BRIEF ▸ Present the following data as a numbered list, leaving out any blank lines.

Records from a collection
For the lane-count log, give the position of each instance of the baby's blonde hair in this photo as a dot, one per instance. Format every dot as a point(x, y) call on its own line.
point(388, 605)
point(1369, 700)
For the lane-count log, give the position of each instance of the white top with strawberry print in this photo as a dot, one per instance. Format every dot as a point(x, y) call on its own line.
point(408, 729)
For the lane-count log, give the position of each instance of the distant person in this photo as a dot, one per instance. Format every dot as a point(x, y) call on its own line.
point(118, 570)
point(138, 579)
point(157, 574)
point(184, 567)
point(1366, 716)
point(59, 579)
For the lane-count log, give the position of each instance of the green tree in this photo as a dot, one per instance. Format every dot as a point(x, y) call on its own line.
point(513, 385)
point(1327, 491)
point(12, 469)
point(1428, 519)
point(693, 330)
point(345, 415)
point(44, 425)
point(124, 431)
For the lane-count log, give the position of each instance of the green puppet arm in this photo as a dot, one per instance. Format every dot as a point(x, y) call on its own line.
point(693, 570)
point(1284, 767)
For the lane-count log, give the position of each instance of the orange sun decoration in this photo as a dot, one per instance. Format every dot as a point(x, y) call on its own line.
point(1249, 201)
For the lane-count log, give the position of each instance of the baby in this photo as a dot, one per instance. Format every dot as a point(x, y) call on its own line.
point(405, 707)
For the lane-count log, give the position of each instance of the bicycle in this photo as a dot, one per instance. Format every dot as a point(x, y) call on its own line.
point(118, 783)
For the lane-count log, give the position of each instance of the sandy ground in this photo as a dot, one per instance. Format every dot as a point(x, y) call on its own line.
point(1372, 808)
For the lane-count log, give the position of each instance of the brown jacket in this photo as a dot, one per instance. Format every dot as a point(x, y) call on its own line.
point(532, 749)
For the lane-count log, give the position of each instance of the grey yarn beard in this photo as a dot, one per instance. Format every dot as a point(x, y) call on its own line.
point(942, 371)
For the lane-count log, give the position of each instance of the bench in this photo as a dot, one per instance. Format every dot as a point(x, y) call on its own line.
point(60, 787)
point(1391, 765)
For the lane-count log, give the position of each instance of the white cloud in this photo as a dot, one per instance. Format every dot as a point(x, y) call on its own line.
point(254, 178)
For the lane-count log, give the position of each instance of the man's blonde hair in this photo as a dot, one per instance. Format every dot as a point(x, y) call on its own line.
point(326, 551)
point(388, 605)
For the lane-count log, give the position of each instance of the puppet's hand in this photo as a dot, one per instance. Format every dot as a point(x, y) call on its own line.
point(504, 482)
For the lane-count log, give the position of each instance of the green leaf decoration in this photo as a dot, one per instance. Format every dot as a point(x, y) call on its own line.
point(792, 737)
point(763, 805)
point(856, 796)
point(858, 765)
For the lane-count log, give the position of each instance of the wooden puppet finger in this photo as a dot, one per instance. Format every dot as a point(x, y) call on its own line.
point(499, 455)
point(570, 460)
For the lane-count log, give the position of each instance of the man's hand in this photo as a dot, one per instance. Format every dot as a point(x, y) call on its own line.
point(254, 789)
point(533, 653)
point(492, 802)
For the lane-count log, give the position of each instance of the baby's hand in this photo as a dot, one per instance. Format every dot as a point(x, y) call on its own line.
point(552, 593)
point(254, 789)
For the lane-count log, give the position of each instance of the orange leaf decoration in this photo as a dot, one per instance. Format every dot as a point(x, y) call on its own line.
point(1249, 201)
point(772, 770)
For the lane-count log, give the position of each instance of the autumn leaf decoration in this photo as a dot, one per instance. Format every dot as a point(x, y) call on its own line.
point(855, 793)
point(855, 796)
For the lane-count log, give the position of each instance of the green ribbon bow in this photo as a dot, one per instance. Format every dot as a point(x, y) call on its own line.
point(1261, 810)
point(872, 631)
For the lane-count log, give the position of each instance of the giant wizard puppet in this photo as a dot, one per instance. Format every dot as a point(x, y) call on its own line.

TASK RESPONSE ▸
1. For the lane-count log, give the position of each instance of the baby's blonde hair in this photo as a dot, one per instance. Format every dot as a point(x, y) call on its own line.
2. point(388, 605)
3. point(1369, 700)
4. For the lane-count log, give the position of each instance of the white top with strawberry print in this photo as a dot, one per instance. Format every dot as a point(x, y) call on its own line.
5. point(408, 729)
6. For the lane-count log, give the position of each instance of the distant person in this photo as a dot, one per instance. Format every dot as a point(x, y) call on its own line.
7. point(118, 570)
8. point(138, 579)
9. point(157, 574)
10. point(184, 567)
11. point(1366, 716)
12. point(59, 579)
13. For the lane-count log, give the position of each instance of the green tree in this photo as a dot, one per instance. Format every dot as a point(x, y) call on its own line.
14. point(513, 385)
15. point(1327, 491)
16. point(12, 469)
17. point(1428, 519)
18. point(693, 330)
19. point(345, 415)
20. point(44, 425)
21. point(124, 431)
22. For the lane-count log, give the position of each instance of the green puppet arm in this photo as a dot, one per instance. Format every dot as a point(x, y) call on its own line.
23. point(693, 570)
24. point(1284, 767)
25. For the lane-count log, give the position of each instance of the orange sun decoration in this photo as a dot, one per instance. Format every dot as a point(x, y) call on its own line.
26. point(1249, 201)
27. For the lane-count log, give the position of each instance of the baby in this photo as a dot, one per instance. Format every dot as a point(x, y) call on its own line.
28. point(405, 707)
29. For the lane-count log, give the position of each instance of the bicycle in this photo as a dot, one per instance. Format every dot as a point(x, y) call on its own line.
30. point(118, 783)
31. For the lane-count log, give the position of each instance of the sandy ground in this photo as a dot, one per instance. Format every dot as a point(x, y) call on its own line.
32. point(1372, 808)
33. For the lane-count log, give the position of each instance of the brown jacket in this photo as a dot, one per instance. Format every dot as a point(x, y) call on its own line.
34. point(532, 749)
35. For the lane-count log, give the position of each instance of the grey yarn beard in this photo as a dot, one per instance. Format every dot as a point(x, y) call on its own line.
36. point(942, 371)
37. For the lane-count log, give the position of each instance of the bench in this photo as a dot, one per instance. Format every dot as a point(x, y) call on its own line.
38. point(60, 787)
39. point(1391, 765)
40. For the lane-count log, give the position of each instance of the white cloud in this photo as a dot, one per instance. Format every dot as a point(x, y) call on its own line.
41. point(254, 178)
42. For the lane-count log, give the position of each instance of the man's blonde hair in this photo as a dot, one per instance. Format every dot as a point(x, y) call on its own line.
43. point(326, 551)
44. point(388, 605)
45. For the lane-count log, give the position of each instance of the puppet's hand in this photo as a dot, one per instance. Format every dot as a point(x, y) call on its own line.
46. point(504, 482)
47. For the lane-count log, give the position of each instance of the green leaf decoration in this photo as a dot, one per instance. Format every dot as a point(x, y) call on its own line.
48. point(792, 737)
49. point(763, 805)
50. point(856, 796)
51. point(858, 765)
52. For the lane-count log, give the position of each instance of the wooden puppet finger in this photo as a dot, one per instance. Format every dot as a point(x, y) call on its own line.
53. point(499, 455)
54. point(570, 460)
55. For the lane-count log, give the position of each instance of the man's hand in this photo as a dot, one per instance. Format every dot as a point(x, y) call on its own line.
56. point(254, 789)
57. point(533, 653)
58. point(492, 802)
59. For the lane-count log, give the position of each instance of the baby's hand in this photo as a dot, one per instance. Format every dot as a point(x, y) call on its own line.
60. point(552, 593)
61. point(254, 789)
62. For the lane-count log, give the position of each instance of the orange leaf decoration in this photo as a dot, one per instance. Format every dot as a point(x, y) call on its own line.
63. point(1249, 201)
64. point(772, 770)
65. For the lane-count log, give the position of each instance of the autumn leaf decoration in this photo as a dot, one per instance. Format every dot as a point(x, y) call on its own line.
66. point(855, 793)
67. point(855, 796)
68. For the lane-count log, give the position of each instance of the green ribbon bow in this photo as a dot, one per instance. Format every dot as a point(x, y) call on its own line.
69. point(1261, 810)
70. point(872, 631)
71. For the lane-count log, give the position of each instance of the giant wizard puppet in this photo as a dot, one per instance. Format every dot as a point(x, y) call on its own line.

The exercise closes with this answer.